Murphy told the police the complex was off of Lapeer Road and 12th Street by the railroad

tracks.

          After the visit, Murphy said that he and his sister walked to the Evergreen Regency

Apartments, which is about 1.9 miles from Lapeer and 12th. While walking around the

apartment complex, they ran into Person, whom Murphy’s sister knew, and she introduced

them. Murphy said that all three went back to Person’s apartment to get something to eat.

Murphy said that his sister’s friends came to pick her up in a van around 7:30 p.m. And at

some point after that, Murphy and Person linked up with a girl with long black hair.

          Murphy said he and Person headed up Lippincott toward the bus stop, but did not

explain why they went there. It’s unclear from the transcript whether the girl was already

with them or if they met her later. As the two (or maybe three) of them were walking back

from the bus stop, two men approached them around 8:00 p.m. One of them asked Person,

“You the dude that snitched on my moms?” According to Murphy, Person and the two

men argued. As the men left, one threatened that they would be back.

          And that’s what Murphy claimed happened next: the same two men, and two more,

returned about an hour and a half later, around 9:00 p.m. or 9:30 p.m. They approached

from behind; three on foot and one on a bike. Murphy explained that he looked back and

“they started drawing their guns.” He urged Person to flee and then ran away toward the

                                               6
middle of the Evergreen Regency complex. Murphy was not sure whether he was alone

with Person when the shooting happened, or if the girl was still with them. When asked if

she was there for the shooting, he said, “I think so.” But he was sure that they were sitting

on the sidewalk when the shooters approached. When asked if he could see the shooters

he said, “Not really, it was kinda dark.”

       Although Murphy’s interview contradicted Anthony Williams’s account to the

police from the day after the shooting, the police never asked Murphy about Williams. Nor

is there evidence that the police asked Williams about Murphy or that the police spoke to

Williams again before the trial.

                          2. NOVEMBER 2007 INTERVIEW

       Sergeant Gaspar interviewed Murphy again on November 8, 2007, and he provided

some different information about the day of the shooting than he did in his first interview.

Point localization data:
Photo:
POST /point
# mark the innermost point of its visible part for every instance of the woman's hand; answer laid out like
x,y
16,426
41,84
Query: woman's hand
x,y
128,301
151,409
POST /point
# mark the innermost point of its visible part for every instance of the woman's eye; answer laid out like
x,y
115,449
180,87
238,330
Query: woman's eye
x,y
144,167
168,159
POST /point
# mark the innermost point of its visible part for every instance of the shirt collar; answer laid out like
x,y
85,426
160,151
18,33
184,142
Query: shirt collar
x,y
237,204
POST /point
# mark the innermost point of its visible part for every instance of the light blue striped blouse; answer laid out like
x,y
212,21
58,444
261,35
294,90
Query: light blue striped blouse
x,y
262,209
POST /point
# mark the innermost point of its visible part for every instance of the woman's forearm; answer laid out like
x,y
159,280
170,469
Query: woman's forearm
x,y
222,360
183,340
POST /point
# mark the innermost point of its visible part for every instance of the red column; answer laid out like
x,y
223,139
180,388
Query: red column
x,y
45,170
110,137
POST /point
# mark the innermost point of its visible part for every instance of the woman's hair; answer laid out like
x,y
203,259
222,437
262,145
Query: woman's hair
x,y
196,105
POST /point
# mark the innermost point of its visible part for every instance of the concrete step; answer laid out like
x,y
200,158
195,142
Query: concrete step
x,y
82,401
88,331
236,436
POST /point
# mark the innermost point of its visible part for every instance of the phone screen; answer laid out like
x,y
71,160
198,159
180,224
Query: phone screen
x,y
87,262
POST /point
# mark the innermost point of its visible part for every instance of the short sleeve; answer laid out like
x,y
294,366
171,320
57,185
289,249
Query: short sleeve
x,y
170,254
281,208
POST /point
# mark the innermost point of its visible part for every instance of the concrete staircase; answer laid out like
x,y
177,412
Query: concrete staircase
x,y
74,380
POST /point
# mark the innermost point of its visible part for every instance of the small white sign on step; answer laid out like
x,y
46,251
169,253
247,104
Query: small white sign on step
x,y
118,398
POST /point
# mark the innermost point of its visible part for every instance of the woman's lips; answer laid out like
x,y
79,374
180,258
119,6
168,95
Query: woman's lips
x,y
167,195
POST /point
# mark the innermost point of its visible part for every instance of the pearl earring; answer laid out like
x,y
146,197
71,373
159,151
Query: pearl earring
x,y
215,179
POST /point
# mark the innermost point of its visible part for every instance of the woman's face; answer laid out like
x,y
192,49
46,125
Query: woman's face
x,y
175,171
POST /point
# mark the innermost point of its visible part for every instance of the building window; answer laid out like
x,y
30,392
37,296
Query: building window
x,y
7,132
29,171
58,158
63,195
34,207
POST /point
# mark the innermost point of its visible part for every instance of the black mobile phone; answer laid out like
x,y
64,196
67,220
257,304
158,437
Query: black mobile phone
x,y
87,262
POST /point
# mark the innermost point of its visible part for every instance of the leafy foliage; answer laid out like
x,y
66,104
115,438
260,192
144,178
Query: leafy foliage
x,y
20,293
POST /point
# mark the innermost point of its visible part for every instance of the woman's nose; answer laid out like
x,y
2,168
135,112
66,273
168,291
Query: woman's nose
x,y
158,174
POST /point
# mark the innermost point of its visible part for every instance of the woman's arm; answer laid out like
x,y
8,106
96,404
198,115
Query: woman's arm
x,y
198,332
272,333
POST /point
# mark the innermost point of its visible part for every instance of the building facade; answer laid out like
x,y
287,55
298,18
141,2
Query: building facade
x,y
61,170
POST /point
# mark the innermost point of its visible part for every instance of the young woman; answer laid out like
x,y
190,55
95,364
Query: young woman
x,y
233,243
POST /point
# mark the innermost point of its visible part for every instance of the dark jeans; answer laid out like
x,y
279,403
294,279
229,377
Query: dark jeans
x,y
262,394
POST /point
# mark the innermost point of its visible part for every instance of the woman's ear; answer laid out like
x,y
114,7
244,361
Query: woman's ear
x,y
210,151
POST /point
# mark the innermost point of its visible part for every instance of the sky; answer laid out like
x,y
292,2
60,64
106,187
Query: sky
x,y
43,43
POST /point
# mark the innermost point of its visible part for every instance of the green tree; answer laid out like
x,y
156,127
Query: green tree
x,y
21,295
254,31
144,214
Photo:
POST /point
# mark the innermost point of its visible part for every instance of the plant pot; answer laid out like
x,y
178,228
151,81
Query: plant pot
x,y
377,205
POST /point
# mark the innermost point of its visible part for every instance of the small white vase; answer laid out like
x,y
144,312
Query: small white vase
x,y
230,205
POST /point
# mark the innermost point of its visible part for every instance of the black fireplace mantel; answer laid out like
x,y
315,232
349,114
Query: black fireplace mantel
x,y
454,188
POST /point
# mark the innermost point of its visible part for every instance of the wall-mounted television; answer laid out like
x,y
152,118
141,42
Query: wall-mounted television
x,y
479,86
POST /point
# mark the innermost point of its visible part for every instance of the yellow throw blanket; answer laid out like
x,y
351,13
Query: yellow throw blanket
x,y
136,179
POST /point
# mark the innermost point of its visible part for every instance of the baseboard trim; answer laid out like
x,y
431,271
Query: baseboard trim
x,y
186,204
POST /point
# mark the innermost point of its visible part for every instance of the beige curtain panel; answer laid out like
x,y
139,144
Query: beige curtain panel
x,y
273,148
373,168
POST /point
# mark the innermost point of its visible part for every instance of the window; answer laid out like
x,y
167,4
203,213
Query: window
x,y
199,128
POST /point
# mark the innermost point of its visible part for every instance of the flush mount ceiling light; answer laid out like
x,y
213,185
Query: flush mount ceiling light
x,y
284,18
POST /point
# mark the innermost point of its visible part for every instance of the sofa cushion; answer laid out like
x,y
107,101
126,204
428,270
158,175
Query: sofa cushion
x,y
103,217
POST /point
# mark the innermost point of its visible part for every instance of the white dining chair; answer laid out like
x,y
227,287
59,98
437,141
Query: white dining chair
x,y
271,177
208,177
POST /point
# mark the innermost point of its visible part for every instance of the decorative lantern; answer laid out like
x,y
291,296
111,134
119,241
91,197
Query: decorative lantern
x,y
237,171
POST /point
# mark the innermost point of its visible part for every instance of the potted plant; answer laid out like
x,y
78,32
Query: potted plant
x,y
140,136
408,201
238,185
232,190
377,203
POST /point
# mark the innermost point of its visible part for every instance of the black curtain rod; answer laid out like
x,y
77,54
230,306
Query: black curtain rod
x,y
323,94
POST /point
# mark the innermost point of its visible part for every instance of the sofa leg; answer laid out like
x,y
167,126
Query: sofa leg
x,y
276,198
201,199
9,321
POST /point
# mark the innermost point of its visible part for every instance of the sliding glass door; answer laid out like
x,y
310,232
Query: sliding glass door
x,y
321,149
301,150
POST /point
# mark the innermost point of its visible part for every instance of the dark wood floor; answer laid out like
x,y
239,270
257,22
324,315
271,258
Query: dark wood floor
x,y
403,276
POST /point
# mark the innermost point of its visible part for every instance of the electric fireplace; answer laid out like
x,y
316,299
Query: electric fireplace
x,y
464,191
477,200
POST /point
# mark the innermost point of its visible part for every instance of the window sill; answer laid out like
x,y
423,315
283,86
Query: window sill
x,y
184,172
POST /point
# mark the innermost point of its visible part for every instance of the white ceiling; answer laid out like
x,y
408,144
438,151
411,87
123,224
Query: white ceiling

WHAT TO PRODUCE | According to the account of the shooting, about how far are the Evergreen Regency Apartments from Lapeer and 12th?

REPLY | About 1.9 miles.